- [ZU ERLEDIGENDE SCHRITTE]
(1) Geben Sie den Absatz des Textauszugs, der mit „Das Gesicht der Nofretete weckt“ beginnt, als knappe Stichpunktliste wieder und bewahren Sie dabei seine wesentlichen Aussagen.
(2) Was tut der Betrachter laut Textauszug in einer Zeichnung?
(3) Erklären Sie in ein bis drei Sätzen anhand des Textauszugs, weshalb wir nicht glauben, dass Nofretete da ist.

Zwischen den Gesichtern sind Schichten von Fremdheit in denen sich die Vorstellungen voneinnader im Vorübergehen einnisten. Wenn nicht die Schutzingnoranz einen Aufnahmestop wegen Überflutung verordent hat. Ein jedes Gesicht ist eine Zeichnung, ein Zeichen. Eine Zeichnung in der der Betrachter liest und deutet. Lebendigste BildSchrift. Ägyptische Hyroglyphe. 

Das Gesicht der Nofretete weckt andere Gesichter auf. Ihr Blick strahlt aus einer Ferne in eine Ferne. Sie teilt den Raum und die Zeit nicht mit uns. Sie teilt uns nur mit, dass sie auch hier ist, ohne anwesend zu sein. In voller Schönheit und Majestät. Wir glauben nicht dass sie da ist, denn wir wissen, dass sei längst nicht mehr lebt. Und doch. Ewigkeit ist keine verlängerte, ins Unendliche ausgedehnte Zeit, sondern zeitlose Präsenz. Sein ohne Zeit also? Das aber ist widersprüchlich. Das gibt es nicht in der Zeit. Da wir in der Zeit sind und leben, gibt es also keine Ewigkeit?

Einträge aus einer Datenquelle

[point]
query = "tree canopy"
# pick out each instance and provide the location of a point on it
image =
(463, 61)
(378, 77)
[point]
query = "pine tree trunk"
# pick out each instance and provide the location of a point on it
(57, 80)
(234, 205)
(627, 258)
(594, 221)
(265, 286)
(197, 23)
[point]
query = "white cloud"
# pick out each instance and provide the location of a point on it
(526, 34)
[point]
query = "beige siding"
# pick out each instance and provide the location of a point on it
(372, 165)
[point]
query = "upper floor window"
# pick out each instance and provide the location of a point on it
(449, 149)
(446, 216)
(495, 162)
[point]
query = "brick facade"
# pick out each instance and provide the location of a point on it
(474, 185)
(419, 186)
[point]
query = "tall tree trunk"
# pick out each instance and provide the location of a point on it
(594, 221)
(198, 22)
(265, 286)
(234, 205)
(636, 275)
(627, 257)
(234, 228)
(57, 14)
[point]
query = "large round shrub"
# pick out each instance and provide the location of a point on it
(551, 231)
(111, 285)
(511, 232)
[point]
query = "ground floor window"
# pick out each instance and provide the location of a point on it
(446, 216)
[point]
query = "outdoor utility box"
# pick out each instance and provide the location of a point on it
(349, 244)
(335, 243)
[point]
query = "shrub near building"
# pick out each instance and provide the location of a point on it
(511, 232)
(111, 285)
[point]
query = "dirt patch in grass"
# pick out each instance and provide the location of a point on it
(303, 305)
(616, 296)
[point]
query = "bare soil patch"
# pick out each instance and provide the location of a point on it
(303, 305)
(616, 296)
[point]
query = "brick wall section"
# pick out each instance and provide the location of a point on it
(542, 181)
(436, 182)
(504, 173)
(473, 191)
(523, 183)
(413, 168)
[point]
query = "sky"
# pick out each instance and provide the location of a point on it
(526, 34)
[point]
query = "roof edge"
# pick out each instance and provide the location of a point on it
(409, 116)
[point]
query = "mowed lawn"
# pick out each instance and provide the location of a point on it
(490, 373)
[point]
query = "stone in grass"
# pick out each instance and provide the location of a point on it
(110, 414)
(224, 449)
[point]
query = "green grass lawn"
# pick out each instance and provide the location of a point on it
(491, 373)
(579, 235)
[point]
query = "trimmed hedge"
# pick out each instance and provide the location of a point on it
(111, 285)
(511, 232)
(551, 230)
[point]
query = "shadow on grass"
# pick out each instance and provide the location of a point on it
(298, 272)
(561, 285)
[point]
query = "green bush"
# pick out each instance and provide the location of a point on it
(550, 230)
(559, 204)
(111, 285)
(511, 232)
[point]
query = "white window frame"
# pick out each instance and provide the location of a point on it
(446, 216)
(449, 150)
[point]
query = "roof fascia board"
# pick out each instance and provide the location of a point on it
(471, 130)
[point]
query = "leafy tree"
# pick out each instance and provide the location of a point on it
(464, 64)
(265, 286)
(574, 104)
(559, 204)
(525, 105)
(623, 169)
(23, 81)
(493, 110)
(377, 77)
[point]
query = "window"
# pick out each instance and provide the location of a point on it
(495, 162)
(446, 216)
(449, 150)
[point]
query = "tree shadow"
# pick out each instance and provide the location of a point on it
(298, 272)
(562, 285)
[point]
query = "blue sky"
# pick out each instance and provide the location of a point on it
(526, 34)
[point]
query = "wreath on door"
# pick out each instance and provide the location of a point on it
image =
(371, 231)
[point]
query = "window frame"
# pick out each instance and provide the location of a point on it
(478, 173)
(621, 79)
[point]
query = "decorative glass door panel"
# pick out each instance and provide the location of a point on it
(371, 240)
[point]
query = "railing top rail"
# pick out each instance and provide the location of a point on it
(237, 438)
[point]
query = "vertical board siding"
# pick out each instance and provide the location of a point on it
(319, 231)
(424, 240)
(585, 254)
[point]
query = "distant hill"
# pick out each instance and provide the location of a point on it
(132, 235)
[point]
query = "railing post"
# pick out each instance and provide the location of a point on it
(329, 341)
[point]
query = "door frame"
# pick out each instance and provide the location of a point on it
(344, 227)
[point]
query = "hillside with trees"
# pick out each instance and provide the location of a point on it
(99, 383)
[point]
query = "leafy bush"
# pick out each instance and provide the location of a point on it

- [LÖSUNGEN]
(1)
- Das Gesicht der Nofretete weckt andere Gesichter auf; ihr Blick strahlt aus einer Ferne in eine Ferne.
- Sie teilt weder Raum noch Zeit mit uns, sondern nur, dass sie hier ist, ohne anwesend zu sein – in voller Schönheit und Majestät.
- Wir glauben nicht, dass sie da ist, weil wir wissen, dass sie längst nicht mehr lebt – und doch.
- Ewigkeit ist keine ins Unendliche verlängerte Zeit, sondern zeitlose Präsenz.
- Ein Sein ohne Zeit ist jedoch widersprüchlich und kommt in der Zeit nicht vor.
- Daraus ergibt sich die Frage, ob es für uns, die wir in der Zeit leben, keine Ewigkeit gibt.

(2) Er liest und deutet darin.

(3) Wir glauben nicht, dass Nofretete da ist, weil wir wissen, dass sie längst nicht mehr lebt. Dennoch teilt sie uns mit, dass sie hier ist, ohne anwesend zu sein.